[Task description]
The expected response is the full set of records, unchanged.

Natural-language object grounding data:
..............................
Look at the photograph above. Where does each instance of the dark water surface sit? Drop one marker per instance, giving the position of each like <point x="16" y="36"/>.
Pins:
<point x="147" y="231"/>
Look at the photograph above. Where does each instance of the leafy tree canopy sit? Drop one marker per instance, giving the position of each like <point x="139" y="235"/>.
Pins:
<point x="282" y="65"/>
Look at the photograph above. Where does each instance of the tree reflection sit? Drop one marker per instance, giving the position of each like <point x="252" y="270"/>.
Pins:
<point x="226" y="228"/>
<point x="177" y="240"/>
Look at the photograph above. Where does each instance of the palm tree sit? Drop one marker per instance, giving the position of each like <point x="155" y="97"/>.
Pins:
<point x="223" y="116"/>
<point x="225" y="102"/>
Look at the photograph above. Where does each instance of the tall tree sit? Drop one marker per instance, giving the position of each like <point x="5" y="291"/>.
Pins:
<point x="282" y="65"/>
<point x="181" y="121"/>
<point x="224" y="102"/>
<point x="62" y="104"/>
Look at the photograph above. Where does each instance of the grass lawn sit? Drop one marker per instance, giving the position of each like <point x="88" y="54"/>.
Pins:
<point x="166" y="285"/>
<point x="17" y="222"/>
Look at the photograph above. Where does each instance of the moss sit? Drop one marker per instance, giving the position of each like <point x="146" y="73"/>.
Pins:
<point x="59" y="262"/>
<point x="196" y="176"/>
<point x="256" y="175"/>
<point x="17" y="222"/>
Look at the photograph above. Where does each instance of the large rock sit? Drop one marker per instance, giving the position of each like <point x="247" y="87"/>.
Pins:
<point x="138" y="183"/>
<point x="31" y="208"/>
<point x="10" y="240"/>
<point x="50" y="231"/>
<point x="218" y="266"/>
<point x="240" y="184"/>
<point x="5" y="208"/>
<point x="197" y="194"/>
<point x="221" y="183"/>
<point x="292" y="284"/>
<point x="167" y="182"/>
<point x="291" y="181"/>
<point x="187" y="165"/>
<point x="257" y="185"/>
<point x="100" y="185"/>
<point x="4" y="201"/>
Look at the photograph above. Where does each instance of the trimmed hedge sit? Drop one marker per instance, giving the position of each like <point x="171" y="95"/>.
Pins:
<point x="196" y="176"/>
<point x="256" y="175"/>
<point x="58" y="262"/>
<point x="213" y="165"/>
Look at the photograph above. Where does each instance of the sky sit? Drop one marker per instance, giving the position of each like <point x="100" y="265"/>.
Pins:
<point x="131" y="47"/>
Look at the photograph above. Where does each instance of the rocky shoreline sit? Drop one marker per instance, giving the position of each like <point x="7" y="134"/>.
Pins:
..............................
[Expected output]
Look at the photograph above. Where does each instance of the dark water surface sit? Drop one marker per instance, giving the position of each like <point x="16" y="36"/>.
Pins:
<point x="147" y="231"/>
Look at the photograph above. Where does each instance of the leafy tree canopy sit? Drop one marker per instance, giving the position of each like <point x="139" y="235"/>.
Pins:
<point x="282" y="65"/>
Look at the photograph above. Where does each instance of the tree reflection sit? Drop one marker per instance, giving the position of each like <point x="252" y="270"/>.
Pins:
<point x="226" y="228"/>
<point x="177" y="240"/>
Look at the photograph above. Where does each instance of the palm tree sit? Drop one marker per instance, giving the position of each like <point x="155" y="97"/>.
Pins:
<point x="223" y="116"/>
<point x="225" y="102"/>
Look at the photograph above. Where does each instance of the tall tree sit? Drop one marker per instance, giving the position of each like <point x="5" y="291"/>.
Pins:
<point x="282" y="65"/>
<point x="181" y="121"/>
<point x="224" y="102"/>
<point x="62" y="104"/>
Look at the photograph above. Where does each instance of the grass lawn sit? Drop one marker per instance, giving the position of each like <point x="88" y="54"/>.
Pins:
<point x="166" y="285"/>
<point x="17" y="222"/>
Look at the photograph above. Where does each instance of the moss sit? Drop one marker per instance, giving the position of each like <point x="146" y="73"/>.
Pins:
<point x="59" y="262"/>
<point x="196" y="176"/>
<point x="256" y="175"/>
<point x="17" y="222"/>
Look at the photograph above. Where does each instance of the large rock sit? Drop one marker per instance, giving the position of each like <point x="247" y="87"/>.
Pins:
<point x="138" y="183"/>
<point x="31" y="208"/>
<point x="10" y="240"/>
<point x="50" y="231"/>
<point x="218" y="266"/>
<point x="240" y="184"/>
<point x="5" y="208"/>
<point x="197" y="194"/>
<point x="221" y="183"/>
<point x="292" y="284"/>
<point x="167" y="182"/>
<point x="291" y="181"/>
<point x="187" y="165"/>
<point x="257" y="185"/>
<point x="100" y="185"/>
<point x="4" y="201"/>
Look at the photograph above. Where does each instance of the trimmed hedge sit? Drop one marker per instance, giving the position of each like <point x="171" y="95"/>.
Pins:
<point x="196" y="176"/>
<point x="256" y="175"/>
<point x="58" y="262"/>
<point x="213" y="165"/>
Look at the photograph above. Where does each instance of the sky sit? Drop one marker per instance, giving the position of each like <point x="100" y="265"/>.
Pins:
<point x="131" y="47"/>
Look at the photograph above. Where does each instance of the rocky shoreline sit? Drop one marker per instance, giving the position of each like <point x="7" y="134"/>.
Pins:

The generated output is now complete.